Secção do documento:
====
Os cientistas descobriram uma mutação presente numa proteína do vírus SARS-CoV-2 que altera apenas um aminoácido numa cadeia de cerca de 1.300. No entanto, esta transformação pode ser significativa na forma como o vírus ataca as células humanas.
Em janeiro, após o aparecimento dos primeiros casos de coronavírus em Chicago, EUA, Egon Ozer, especialista em doenças infecciosas da Universidade de Medicina da Northwestern University Feinberg, detetou uma mudança repentina em 95% dos genomas após a análise da estrutura genética das amostras de vírus dos pacientes.
Normalmente, existem 1.300 aminoácidos que permitem a construção de uma proteína na superfície do vírus. O que se verificou no vírus mutante foi que as instruções genéticas para apenas um desses aminoácidos, alteraram a nova variante de “D”, que representa o ácido aspártico, para um “G”, que representa a glicina. Esta mudança ocorreu na parte do genoma que codifica a proteína Spike. Os “picos” caraterísticos do SARS-CoV-2, permitem que o mesmo entre nas células humanas e inicie o processo de infeção. Agora, o principal objetivo dos cientistas é descobrir o como e o porquê da alteração do aminoácido de “D” para “G”.
====
Registos de dados:
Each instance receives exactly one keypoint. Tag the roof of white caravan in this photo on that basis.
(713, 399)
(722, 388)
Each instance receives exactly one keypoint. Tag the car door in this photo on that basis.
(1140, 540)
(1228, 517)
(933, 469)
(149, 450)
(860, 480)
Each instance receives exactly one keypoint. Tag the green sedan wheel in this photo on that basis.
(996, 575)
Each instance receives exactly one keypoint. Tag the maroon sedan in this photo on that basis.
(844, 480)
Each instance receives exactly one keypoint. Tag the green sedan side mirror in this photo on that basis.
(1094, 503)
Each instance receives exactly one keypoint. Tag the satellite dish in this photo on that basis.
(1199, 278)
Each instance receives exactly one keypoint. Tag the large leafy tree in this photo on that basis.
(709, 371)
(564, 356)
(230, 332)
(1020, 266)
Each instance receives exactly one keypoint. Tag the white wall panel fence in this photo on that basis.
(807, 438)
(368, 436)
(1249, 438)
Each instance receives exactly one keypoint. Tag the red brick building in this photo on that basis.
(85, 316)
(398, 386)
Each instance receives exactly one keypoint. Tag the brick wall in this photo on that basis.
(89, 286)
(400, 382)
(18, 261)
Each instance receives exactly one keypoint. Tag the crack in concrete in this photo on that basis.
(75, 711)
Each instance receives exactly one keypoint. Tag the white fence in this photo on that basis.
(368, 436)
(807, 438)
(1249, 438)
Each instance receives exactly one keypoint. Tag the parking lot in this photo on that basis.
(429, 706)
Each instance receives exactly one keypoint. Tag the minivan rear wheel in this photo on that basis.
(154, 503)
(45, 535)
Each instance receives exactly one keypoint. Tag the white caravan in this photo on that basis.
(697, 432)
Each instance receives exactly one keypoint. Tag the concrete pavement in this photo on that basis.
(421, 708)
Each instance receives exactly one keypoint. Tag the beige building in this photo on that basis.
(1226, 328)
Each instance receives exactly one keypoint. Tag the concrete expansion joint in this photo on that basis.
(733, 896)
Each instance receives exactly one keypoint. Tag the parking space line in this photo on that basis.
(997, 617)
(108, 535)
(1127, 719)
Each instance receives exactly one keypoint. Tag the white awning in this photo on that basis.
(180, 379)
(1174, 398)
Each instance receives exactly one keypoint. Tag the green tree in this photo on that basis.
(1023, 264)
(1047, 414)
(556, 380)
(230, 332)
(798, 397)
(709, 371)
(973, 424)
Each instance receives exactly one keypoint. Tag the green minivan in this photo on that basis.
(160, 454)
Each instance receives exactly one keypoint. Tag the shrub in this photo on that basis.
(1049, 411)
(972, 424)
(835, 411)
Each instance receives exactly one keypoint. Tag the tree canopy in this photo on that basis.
====
Trabalho a realizar:
[A] Com base no texto sobre a mutação do SARS-CoV-2, responda às seguintes perguntas:
(i) Em que cidade surgiram os primeiros casos de coronavírus referidos?
(ii) Que aminoácido representa a letra “G”?
(iii) Que proteína é codificada pela parte do genoma onde ocorreu a mudança?
[B] Traduza para inglês esta frase do texto sobre a mutação do SARS-CoV-2: “Esta mudança ocorreu na parte do genoma que codifica a proteína Spike.”
[C] Prossiga, por favor, com o texto sobre a mutação do SARS-CoV-2 a partir da última frase apresentada.

Respostas por tarefa:
[A]
(i) Chicago.
(ii) A glicina.
(iii) A proteína Spike.

[B] This change occurred in the part of the genome that encodes the Spike protein.

[C]
Alguns estudos laboratoriais ainda não submetidos a revisão pelos pares concluem que a mutação torna o vírus mais infeccioso, e que os pacientes com a variante “G” são portadores de uma maior quantidade de vírus, o que aumenta a probabilidade de propagação. Citado pelo The Washington Post, Hyeryun Choe, virologista da Scripps Research e principal autor de um desses estudos, afirma que “o estudo epidemiológico e os dados recolhidos, realmente explicam porque as variantes ‘G’ se espalharam pela Europa e pelos Estados Unidos de forma tão rápida. Isto não é apenas acidental”.
A proteína Spike
O SARS-CoV-19 não tem a capacidade de auto-reprodução, por isso, invade as células humanas e começa um processo de replicação, no qual faz milhares de cópias de si mesmo. Isto deixa um vestígio de tecido danificado e desencadeia uma reposta no sistema imunológico. Apesar de o processo de replicação se revelar um mecanismo que possibilita a cópia do genoma, o coronavírus não é perfeito e, por isso, é habitual ocorrerem erros ou mutações na sua estrutura. No entanto, a maioria das mutações não revela efeitos na forma como o vírus se comporta.
O genoma do vírus foi sequenciado pela primeira vez em janeiro e, desde então, que os cientistas estão à procura de mudanças significativas no seu comportamento. Uma das mais notórias, ocorreu na proteína Spike, a arma mais poderosa do vírus.
A proteína Spike está ligada ao recetor ACE2, presente nas células respiratórias e que possibilita a entrada do vírus. Quanto mais eficaz for a proteína, mais facilmente o vírus invade o organismo. Numa pesquisa liderada por Choe e outros cientistas, concluiu-se que na versão do vírus que surgiu na China, a parte externa onde o vírus precisa de se anexar, quebrou de forma frequente. Deste modo, a dificuldade em invadir as células hospedeiras era muito maior. Após estudar as duas versões genéticas do vírus, os cientistas concluíram que os vírus que contêm a variante “G” tinham mais proteínas Spike, e as partes externas dessas proteínas eram menos propensas a quebrar. Esta análise laboratorial tornou o vírus aproximadamente 10 vezes mais infeccioso.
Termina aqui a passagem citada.